**INSTRUCTIONS FOR THE TASK:** Return every row below without changing a single character, keeping each line in its original order.

Records of labeled points
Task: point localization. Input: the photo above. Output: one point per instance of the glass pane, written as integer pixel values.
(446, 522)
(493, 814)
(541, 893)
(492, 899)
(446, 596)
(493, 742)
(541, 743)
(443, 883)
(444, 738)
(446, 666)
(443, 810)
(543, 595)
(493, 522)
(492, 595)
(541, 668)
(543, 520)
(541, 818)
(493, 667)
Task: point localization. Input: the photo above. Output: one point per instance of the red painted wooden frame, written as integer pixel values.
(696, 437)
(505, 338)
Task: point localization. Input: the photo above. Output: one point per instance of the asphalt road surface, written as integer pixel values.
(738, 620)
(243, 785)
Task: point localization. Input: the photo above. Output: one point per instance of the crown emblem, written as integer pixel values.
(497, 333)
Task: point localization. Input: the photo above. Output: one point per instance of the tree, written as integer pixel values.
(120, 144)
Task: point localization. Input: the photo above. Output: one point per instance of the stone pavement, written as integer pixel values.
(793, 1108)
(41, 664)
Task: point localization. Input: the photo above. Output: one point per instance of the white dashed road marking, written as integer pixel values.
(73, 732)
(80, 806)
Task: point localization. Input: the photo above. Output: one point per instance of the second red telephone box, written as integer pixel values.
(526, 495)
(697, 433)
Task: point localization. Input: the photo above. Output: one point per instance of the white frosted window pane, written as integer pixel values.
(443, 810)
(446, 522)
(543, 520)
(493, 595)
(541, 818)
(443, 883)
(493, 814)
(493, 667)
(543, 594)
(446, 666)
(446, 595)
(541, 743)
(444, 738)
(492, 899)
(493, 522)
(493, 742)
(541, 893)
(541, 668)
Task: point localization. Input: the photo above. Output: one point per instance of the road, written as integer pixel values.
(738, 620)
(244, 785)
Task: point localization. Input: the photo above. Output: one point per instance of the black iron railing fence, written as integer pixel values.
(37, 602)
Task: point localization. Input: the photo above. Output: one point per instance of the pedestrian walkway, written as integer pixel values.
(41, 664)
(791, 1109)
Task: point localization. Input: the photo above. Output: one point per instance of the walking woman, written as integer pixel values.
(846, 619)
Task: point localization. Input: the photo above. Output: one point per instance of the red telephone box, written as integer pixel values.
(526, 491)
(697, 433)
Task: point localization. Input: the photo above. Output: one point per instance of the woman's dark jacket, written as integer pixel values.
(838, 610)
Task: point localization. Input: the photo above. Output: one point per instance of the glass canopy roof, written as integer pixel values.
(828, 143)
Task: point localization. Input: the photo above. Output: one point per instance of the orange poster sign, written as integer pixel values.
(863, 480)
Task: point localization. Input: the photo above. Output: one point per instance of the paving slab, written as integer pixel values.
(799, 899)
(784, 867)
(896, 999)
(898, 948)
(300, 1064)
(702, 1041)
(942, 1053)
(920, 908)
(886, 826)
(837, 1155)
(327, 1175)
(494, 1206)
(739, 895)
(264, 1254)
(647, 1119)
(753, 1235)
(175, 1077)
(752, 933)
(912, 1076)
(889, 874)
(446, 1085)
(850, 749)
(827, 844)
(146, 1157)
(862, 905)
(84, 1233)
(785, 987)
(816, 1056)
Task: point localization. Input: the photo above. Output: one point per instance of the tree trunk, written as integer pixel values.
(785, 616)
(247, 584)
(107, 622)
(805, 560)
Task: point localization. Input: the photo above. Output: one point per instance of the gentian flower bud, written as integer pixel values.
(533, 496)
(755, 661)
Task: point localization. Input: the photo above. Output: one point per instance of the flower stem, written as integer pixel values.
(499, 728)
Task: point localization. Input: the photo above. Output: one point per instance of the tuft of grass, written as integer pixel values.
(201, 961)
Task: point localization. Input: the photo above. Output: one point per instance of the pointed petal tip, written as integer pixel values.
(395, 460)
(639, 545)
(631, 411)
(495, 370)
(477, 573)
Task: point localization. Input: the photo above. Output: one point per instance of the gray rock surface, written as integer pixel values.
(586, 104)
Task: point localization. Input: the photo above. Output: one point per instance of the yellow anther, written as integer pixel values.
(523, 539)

**TASK RESPONSE:**
Task: point localization. Input: the photo above. Output: one point per instance of the glass pane, written as integer pixel values.
(446, 522)
(493, 814)
(541, 893)
(492, 899)
(446, 596)
(493, 742)
(541, 743)
(443, 883)
(444, 738)
(446, 666)
(443, 810)
(543, 595)
(493, 522)
(492, 595)
(541, 668)
(543, 520)
(541, 818)
(493, 667)
Task: point localization. Input: the photo above. Output: one point per instance of the red painted wooden frame, written as integer pixel values.
(696, 437)
(505, 338)
Task: point localization. Input: the photo above. Output: one point per instance of the asphalt road surface, written as integer pixel values.
(738, 620)
(243, 785)
Task: point localization. Input: the photo above. Output: one point per instance of the crown emblem, written as integer pixel values.
(497, 333)
Task: point localization. Input: the photo above. Output: one point per instance of the tree, written as integer pixel values.
(120, 144)
Task: point localization. Input: the photo above. Output: one point per instance of the stone pavement, written as integer pixel values.
(793, 1108)
(41, 664)
Task: point localization. Input: the photo above. Output: one point per instance of the white dashed road marking, written as integer pixel values.
(73, 732)
(80, 806)
Task: point localization. Input: the photo above. Output: one point per instance of the second red telephone box, written as integer pixel values.
(526, 495)
(697, 433)
Task: point localization. Input: the photo above. Output: one point per instance of the white frosted window pane, written as integer pixel values.
(443, 810)
(446, 522)
(543, 520)
(493, 595)
(541, 818)
(443, 883)
(493, 814)
(493, 667)
(543, 594)
(446, 666)
(446, 595)
(541, 743)
(444, 738)
(492, 899)
(493, 522)
(493, 742)
(541, 893)
(541, 668)
Task: point localization. Input: the photo above. Output: one point per instance of the road, written as integer pixel values.
(738, 620)
(244, 785)
Task: point localization. Input: the photo above. Output: one point per instance of the black iron railing fence, written as integer pixel values.
(37, 602)
Task: point localization. Input: the photo above. Output: one point per instance of the pedestrian walkway, written as integer pixel values.
(41, 664)
(791, 1109)
Task: point localization. Input: the photo above. Output: one point per instance of the walking woman, written as integer pixel values.
(846, 619)
Task: point localization. Input: the photo above. Output: one point per instance of the red telephone box, written as integer pixel values.
(526, 491)
(697, 433)
Task: point localization. Input: the photo above. Output: one point per instance of the woman's dark jacket, written as integer pixel values.
(838, 610)
Task: point localization. Input: the photo above. Output: one point per instance of the glass canopy roof, written as integer pixel values.
(828, 143)
Task: point localization. Input: the photo above. Output: one point per instance of the orange poster sign, written as integer pixel values.
(863, 480)
Task: point localization. Input: the photo above. Output: one point per instance of the paving slab, written as integer pixel values.
(799, 899)
(784, 867)
(896, 999)
(898, 948)
(300, 1064)
(702, 1041)
(942, 1053)
(920, 908)
(886, 826)
(837, 1155)
(327, 1175)
(494, 1206)
(739, 895)
(264, 1254)
(647, 1119)
(753, 1235)
(175, 1077)
(752, 933)
(912, 1076)
(889, 874)
(446, 1085)
(850, 749)
(827, 844)
(146, 1157)
(862, 905)
(84, 1233)
(785, 987)
(816, 1056)
Task: point localization. Input: the photo above. Output: one point per instance of the tree trunk, written as integer pixel values.
(785, 616)
(247, 584)
(107, 622)
(805, 560)
Task: point localization. Input: the photo above. Output: one point per instance of the gentian flower bud, written as integer pixel values.
(533, 496)
(755, 661)
Task: point localization. Input: the photo above. Output: one point per instance of the flower stem, written as integer pixel values.
(499, 728)
Task: point localization. Input: the photo above. Output: one point per instance of the tuft of grass, written as integer pixel values.
(201, 961)
Task: point localization. Input: the photo above. Output: one point per instance of the pointed petal tip, written as integer pixel values.
(395, 460)
(639, 545)
(631, 411)
(495, 370)
(477, 573)
Task: point localization. Input: the photo above. Output: one point per instance of the gray rock surface, written as integer pixel values.
(586, 104)
Task: point localization. Input: the photo above. Output: one point per instance of the yellow anther, written as integer pixel values.
(523, 539)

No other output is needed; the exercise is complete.